**Tasks to complete**:
1 > For the article on RIA acquisitions, say whether each statement agrees with it, answering yes or no and quoting the exact words that decide it: (a) Mercer Advisors announced seven transactions in the first month of 2021. (b) Rowland Carmichael Advisors is an RIA located in Texas. (c) Retiring advisors have been a significant factor in recent deals.
2 > Extend the article on RIA acquisitions with new paragraphs that follow its final sentence.

+++ Page text +++

In only the first month of 2021, a stunning number of RIA M&A transactions were announced, creating a headline frenzy of deal news. We here at Mercer Advisors were a big contributor to these volumes by announcing seven transactions of our own this month, for a total of 43 acquisitions since 2016.

As a result, many in the industry are wondering what is at play here and can these volumes sustain themselves through the rest of 2021 and beyond? From our perspective as an active participant, many of these deals were actually completed in late 2020 to avoid potential negative tax law changes under a different presidential administration.

Regardless, deal pipelines across the industry are bursting at the seams, driven by demographics as founding principals age into their retirement years, and also due to structural industry issues that continue to contribute to advisors needing to make strategic decisions for the future of their careers and their businesses.

What we are finding is that sellers are falling into three distinct camps: 1) growth-minded advisors that want out of the back-office complexities, which are limiting their capacity to expand: 2); older advisors who want to continue in their careers, but also want to shed the back office, compliance and HR issues that are diminishing their job satisfaction; and 3) retiring advisors that want to exit their businesses completely.

While that last cohort has not been a significant factor in the recent past, it has started to increase in volume. However, based on current trends, the operational, regulatory, technology and personnel issues that all RIAs are facing are only going to become larger, more complex and costly to manage. These issues are becoming the number one business challenge that advisors are actively considering as they make their future strategic plans.

Ultimately, what these deals are telling us is that for a majority of the industry, regardless of size or where they are in their lifecycle, most are in need of a well-resourced partner that can provide a better client experience, more services, operational excellence, and a growth engine while creating a career path for their loyal staffs and a more client-focused future for themselves. The business of wealth management is simply becoming too complex, competitive and challenging.

A great quote from one of our new recent partners, Tim Rowland of Rowland Carmichael Advisors, an $850mm AUM RIA in Arizona, exemplifies this, “While we have a strong team and great next generation talent and leadership, we realized that we needed to find a like-minded partner that could not only provide a business continuity plan for us, our clients, and staff, but also help us scale and leverage our operation.”

Many firms are facing similar circumstances as Rowland Carmichael and are at an inflection point as to whether they double down on the investment in their firm to get to that next level, adding even more challenges to address with difficult operational and technology decisions to make, longer work weeks with more anxious late-night hours, as well as significant financial risk; or partnering with a firm that already has scale, a similar culture, a strong brand, and an in-demand service model.  "It was the choice of building it or joining it, and we chose to join it," David Carmichael of Rowland Carmichael told us.

+++ Dataset excerpts +++

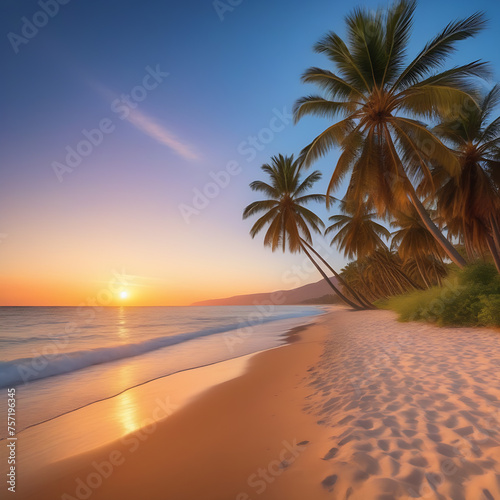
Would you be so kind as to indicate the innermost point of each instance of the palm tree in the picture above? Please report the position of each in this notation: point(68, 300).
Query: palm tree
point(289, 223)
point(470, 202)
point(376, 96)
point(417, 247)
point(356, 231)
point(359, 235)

+++
+++ Dataset excerpts +++

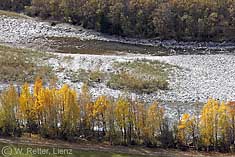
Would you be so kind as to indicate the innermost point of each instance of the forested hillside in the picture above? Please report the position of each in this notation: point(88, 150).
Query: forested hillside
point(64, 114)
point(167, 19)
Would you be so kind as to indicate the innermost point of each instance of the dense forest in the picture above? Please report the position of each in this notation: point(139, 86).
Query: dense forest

+++

**Responses per task**:
1 >
(a) Yes: "announcing seven transactions of our own this month"
(b) No: "an $850mm AUM RIA in Arizona"
(c) No: "that last cohort has not been a significant factor in the recent past"

2 >
Other themes we are seeing that are driving deal volumes are from older advisors who don’t want to exit just yet, they simply want out of their cumbersome back office responsibilities. Carl Mahler of Pinnacle Wealth, a $365 million AUM RIA in Virginia noted that, “In reviewing our succession plan and the evolving wealth management industry, it became clear to us that we needed to partner with a strong national firm that would not only assist with the provisioning of middle and back office responsibilities, but also help us grow while sharing our commitment of putting clients’ needs first.” These types of comments have become more and more typical as to the motivations for this group of sellers.

Additional concerns for sellers of all types continue to be focused on their potential partner.  Does the buyer enhance the client value proposition? The status quo isn’t good enough for most firms to meet increasing client demands—clients are looking for more services, and preferably at lower cost. Sellers also want to know that buyers will be able to help them grow so that they can continue to expand their business, as well as agreeing to retain the seller’s staff and provide them with career development opportunities as well. Accordingly, the buyer has to have a stellar reputation and not be a financial engineer seeking to lay people off. Clients want to know that they are going to still be working with “their” Advisor and team.

Older selling shareholders are also typically not looking for an exit strategy (although that cohort as mentioned earlier has been increasing lately). These advisors still want to work for two to five more years after the sale and want to offload back-office responsibilities in order to do more of the things they love, whether that be client service or business development.

A good M&A buyer also has to be a “master problem solver.” Every deal has a score of big issues the buyer must solve. Examples of this include how a seller pays their advisors. Every firm handles advisor compensation differently and seller advisors are not willing to go backward in compensation. The question a “good buyer” has to solve is how is the advisor going to be paid at the new entity, and how can they earn more than they are making today?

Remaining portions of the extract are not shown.